§ **SOURCE PASSAGE**:
__________________________________________________

The function defined below utilizes the `genotype.distance`

function and produces a symmetrical matrix of genotype distances, given a file of individual genotypes at a given locus. It takes three arguments:

`infile`

is the filepath of a tab-delimited text file containing the genotypes. The file should contain a header row. The first column should be labels for the individuals/samples, the second column should contain the number of alleles that the individual has at this locus, and columns 3-22 should be the alleles, expressed as the DNA fragment length. If, as is likely, a genotype contains less than 20 alleles, the allele fields on the right can be left blank or filled with zeros.`outfile`

is the filepath where you want your output to be written. This will be a tab-delimited text file containing a labeled matrix of genotype distances. (This matrix is also returned by the function.)`repeat.length`

is the length of the microsatellite repeat at this locus, for example`2`

if this is a dinucleotide repeat.

`entire.locus`

can be run individually on several different loci, then the matrices can be averaged.

I work with a dodecaploid organism, so the calculations can take awhile. For this reason, the function prints each pair of individuals as it works so that the user can monitor the progress.

__________________________________________________

§ **REQUIRED WORK**:
A – In the genotype distance passage, what value should `repeat.length` take for a dinucleotide repeat?
B – From the genotype distance passage, transcribe the part that opens with the words containing "is the length" and closes with "can be averaged.".
The data that comes next plays no part in this work.

§ **Records from a collection**:
__________________________________________________

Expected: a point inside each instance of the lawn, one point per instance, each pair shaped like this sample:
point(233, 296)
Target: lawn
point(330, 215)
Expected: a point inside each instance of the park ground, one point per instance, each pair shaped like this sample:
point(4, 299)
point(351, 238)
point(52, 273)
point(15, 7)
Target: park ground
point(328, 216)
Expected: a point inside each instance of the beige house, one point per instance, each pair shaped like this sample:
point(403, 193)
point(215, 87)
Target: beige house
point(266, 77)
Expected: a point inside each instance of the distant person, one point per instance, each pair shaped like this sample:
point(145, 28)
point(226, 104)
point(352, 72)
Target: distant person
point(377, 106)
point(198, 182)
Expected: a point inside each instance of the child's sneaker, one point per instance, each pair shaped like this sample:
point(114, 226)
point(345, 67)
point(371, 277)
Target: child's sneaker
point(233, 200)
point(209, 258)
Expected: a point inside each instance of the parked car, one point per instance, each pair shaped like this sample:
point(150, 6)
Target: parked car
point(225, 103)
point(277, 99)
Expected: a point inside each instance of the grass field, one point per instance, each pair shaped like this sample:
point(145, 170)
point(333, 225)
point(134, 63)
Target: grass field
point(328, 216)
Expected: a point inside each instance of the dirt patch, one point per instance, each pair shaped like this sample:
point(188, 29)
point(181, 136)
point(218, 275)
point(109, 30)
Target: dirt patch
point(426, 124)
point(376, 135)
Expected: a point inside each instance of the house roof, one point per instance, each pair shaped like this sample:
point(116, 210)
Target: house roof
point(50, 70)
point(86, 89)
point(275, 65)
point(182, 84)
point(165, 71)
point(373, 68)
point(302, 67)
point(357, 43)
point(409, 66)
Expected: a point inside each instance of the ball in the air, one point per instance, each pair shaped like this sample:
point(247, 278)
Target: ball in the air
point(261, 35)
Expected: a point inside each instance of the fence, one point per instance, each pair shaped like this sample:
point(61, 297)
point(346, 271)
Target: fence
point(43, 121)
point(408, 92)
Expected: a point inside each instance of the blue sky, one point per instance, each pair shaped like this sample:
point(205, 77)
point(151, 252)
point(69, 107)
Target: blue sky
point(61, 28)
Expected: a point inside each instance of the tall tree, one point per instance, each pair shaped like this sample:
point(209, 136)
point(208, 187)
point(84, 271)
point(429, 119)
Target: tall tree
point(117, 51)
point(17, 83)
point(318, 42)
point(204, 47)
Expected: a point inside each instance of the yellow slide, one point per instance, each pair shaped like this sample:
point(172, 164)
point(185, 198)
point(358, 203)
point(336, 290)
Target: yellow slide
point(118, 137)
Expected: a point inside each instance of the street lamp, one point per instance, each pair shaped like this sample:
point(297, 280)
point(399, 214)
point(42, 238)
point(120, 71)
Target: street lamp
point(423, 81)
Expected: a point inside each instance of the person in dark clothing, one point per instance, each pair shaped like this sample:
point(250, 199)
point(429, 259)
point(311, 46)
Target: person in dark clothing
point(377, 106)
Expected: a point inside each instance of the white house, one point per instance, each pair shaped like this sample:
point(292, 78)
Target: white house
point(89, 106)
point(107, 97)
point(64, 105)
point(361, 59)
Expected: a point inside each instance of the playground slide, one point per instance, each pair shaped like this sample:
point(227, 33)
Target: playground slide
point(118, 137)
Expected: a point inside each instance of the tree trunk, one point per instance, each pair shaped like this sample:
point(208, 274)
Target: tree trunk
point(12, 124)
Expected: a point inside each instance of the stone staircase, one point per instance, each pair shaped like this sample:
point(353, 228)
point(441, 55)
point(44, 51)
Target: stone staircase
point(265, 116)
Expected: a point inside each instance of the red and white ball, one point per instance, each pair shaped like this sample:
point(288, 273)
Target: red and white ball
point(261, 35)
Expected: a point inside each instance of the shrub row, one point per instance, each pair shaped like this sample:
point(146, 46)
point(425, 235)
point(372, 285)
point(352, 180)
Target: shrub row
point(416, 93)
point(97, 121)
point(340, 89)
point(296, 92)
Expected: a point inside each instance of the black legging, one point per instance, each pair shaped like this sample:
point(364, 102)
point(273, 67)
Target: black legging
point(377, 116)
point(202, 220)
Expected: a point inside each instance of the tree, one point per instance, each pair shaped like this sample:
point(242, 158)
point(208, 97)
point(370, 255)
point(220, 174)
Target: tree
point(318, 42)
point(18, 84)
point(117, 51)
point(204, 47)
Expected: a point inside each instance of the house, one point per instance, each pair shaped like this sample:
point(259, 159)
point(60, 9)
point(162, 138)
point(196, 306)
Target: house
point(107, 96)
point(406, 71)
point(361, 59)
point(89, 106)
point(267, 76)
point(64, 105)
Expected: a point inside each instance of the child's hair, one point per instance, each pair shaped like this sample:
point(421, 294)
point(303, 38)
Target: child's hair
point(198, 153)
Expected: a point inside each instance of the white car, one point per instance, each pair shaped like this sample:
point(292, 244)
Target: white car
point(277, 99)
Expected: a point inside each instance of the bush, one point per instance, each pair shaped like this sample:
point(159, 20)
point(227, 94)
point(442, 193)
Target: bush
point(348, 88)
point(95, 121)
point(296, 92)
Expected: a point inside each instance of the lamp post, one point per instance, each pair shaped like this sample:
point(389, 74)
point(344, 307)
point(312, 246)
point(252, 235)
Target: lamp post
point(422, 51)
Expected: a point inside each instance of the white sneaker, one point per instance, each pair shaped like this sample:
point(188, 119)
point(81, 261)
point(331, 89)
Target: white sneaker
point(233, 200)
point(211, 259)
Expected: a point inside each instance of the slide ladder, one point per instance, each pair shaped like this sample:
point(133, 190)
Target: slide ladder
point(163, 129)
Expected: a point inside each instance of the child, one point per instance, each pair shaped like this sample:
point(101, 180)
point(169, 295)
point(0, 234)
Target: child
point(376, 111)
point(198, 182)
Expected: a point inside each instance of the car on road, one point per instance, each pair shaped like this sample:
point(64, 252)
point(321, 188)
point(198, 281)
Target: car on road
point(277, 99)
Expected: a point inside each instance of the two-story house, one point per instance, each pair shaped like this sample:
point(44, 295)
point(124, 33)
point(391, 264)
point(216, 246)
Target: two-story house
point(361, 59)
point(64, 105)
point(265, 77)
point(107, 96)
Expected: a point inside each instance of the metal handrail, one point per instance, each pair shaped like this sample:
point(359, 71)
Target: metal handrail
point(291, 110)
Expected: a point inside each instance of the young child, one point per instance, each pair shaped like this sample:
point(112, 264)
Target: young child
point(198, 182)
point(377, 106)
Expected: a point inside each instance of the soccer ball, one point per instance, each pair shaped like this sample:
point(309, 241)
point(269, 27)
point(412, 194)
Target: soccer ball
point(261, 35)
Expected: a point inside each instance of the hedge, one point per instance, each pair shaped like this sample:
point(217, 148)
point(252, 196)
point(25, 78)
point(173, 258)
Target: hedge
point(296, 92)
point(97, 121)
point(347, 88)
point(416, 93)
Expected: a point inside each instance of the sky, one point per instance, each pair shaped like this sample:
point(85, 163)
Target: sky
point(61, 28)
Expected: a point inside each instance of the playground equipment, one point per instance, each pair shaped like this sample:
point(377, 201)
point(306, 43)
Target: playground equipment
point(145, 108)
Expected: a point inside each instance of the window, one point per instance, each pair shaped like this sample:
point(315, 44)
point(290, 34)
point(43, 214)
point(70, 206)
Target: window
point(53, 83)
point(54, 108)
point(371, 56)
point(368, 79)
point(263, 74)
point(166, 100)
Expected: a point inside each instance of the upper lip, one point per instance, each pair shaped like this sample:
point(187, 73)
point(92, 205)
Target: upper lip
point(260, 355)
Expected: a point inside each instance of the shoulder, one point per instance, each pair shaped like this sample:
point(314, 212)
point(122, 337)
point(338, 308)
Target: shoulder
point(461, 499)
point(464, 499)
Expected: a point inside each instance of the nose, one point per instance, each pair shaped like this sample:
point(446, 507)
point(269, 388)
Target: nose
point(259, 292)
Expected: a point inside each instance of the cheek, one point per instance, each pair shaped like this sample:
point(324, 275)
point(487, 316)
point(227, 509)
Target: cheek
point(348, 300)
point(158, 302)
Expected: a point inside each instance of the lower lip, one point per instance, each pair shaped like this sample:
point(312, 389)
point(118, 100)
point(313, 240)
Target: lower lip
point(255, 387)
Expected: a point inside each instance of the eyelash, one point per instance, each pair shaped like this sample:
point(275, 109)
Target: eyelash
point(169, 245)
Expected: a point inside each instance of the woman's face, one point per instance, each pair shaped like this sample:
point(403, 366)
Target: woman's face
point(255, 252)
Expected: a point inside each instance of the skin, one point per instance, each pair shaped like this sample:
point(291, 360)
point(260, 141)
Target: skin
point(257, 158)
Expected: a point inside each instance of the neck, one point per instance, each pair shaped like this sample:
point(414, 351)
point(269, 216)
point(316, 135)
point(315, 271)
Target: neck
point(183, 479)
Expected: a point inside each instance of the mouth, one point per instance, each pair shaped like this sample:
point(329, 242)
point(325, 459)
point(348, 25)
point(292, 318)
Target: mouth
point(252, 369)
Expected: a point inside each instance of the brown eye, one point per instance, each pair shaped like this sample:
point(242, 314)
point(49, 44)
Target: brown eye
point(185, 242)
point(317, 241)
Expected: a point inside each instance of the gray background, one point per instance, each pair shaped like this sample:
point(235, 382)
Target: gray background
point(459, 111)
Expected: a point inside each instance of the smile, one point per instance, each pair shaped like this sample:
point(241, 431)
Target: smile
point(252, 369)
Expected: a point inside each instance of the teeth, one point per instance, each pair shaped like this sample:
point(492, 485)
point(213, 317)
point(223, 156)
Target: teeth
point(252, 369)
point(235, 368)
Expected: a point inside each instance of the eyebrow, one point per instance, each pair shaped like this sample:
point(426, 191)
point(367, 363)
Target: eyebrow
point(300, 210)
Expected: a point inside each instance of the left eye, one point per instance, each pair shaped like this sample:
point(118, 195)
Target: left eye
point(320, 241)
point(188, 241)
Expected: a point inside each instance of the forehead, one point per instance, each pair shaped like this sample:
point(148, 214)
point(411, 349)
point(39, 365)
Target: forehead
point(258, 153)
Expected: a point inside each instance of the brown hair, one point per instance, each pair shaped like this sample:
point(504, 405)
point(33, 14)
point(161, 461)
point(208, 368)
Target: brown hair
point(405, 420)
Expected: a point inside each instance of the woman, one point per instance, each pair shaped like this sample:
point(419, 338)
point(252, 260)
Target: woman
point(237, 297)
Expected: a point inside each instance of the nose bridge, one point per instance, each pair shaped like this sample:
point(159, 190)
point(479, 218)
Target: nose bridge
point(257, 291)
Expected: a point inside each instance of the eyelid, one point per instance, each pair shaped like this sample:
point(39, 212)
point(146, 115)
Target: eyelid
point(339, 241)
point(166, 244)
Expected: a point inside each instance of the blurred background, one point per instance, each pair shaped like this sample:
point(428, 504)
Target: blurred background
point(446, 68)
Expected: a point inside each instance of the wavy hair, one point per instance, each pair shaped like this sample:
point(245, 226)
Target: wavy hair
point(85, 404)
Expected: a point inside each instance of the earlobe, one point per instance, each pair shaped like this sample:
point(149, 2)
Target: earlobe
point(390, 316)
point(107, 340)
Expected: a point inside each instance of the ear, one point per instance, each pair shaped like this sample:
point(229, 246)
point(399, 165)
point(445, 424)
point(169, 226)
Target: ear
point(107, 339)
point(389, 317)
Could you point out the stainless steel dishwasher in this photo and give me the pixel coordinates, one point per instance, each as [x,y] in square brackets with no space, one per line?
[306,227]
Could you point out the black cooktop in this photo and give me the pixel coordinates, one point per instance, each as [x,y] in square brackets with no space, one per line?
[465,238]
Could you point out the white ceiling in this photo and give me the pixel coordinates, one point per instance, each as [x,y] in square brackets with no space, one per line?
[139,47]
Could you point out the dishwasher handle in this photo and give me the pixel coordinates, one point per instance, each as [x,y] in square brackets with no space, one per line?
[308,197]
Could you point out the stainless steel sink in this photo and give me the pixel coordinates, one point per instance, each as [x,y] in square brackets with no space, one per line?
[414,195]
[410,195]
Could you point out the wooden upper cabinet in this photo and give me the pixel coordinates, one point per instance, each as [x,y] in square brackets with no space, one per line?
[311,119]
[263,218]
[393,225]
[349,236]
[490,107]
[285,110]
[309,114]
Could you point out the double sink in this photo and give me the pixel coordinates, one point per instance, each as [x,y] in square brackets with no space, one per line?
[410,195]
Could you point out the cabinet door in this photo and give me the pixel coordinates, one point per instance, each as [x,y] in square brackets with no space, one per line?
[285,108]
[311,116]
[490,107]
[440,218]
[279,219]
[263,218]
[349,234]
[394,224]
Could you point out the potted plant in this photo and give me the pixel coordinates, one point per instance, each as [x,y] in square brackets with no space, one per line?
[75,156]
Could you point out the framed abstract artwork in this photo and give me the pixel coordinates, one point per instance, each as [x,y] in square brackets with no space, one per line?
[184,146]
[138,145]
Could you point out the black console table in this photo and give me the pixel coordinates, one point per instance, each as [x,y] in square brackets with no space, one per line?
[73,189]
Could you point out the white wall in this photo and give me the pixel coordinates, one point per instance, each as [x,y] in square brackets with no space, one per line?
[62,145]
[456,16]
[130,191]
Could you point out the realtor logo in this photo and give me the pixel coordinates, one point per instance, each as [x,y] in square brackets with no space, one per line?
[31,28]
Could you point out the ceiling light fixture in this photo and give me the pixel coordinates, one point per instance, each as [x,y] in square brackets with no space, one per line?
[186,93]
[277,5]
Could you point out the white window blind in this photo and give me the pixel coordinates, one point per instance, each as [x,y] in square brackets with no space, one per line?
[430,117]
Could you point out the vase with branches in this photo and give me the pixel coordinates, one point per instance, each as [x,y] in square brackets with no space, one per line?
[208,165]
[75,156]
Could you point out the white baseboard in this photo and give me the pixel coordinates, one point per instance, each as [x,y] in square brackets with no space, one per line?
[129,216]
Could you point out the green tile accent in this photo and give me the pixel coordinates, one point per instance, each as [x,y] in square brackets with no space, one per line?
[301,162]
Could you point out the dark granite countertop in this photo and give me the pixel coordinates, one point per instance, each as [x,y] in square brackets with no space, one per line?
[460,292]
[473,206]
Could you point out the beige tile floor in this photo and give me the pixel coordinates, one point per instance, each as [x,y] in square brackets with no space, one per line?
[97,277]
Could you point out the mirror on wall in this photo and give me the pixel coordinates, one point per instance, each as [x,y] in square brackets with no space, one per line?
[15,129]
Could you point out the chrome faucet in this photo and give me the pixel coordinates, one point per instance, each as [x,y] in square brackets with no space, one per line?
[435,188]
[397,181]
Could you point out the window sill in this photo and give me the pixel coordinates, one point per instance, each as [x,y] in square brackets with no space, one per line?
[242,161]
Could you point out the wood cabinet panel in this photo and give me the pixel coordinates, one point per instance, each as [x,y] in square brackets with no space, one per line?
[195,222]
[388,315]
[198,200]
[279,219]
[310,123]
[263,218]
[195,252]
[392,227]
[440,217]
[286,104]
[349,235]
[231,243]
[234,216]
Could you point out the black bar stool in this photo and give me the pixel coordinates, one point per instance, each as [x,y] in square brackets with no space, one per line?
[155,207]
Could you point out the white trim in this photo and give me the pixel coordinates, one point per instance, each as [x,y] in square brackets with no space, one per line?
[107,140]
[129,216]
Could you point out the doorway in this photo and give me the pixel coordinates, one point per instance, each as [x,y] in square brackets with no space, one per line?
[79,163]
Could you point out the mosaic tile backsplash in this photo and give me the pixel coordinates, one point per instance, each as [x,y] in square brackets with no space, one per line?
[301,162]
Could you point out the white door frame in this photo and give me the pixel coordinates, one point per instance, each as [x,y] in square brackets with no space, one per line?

__________________________________________________

§ **TASK ANSWERS**:
A – 2

B –
is the length of the microsatellite repeat at this locus, for example`2`

if this is a dinucleotide repeat.

`entire.locus`

can be run individually on several different loci, then the matrices can be averaged.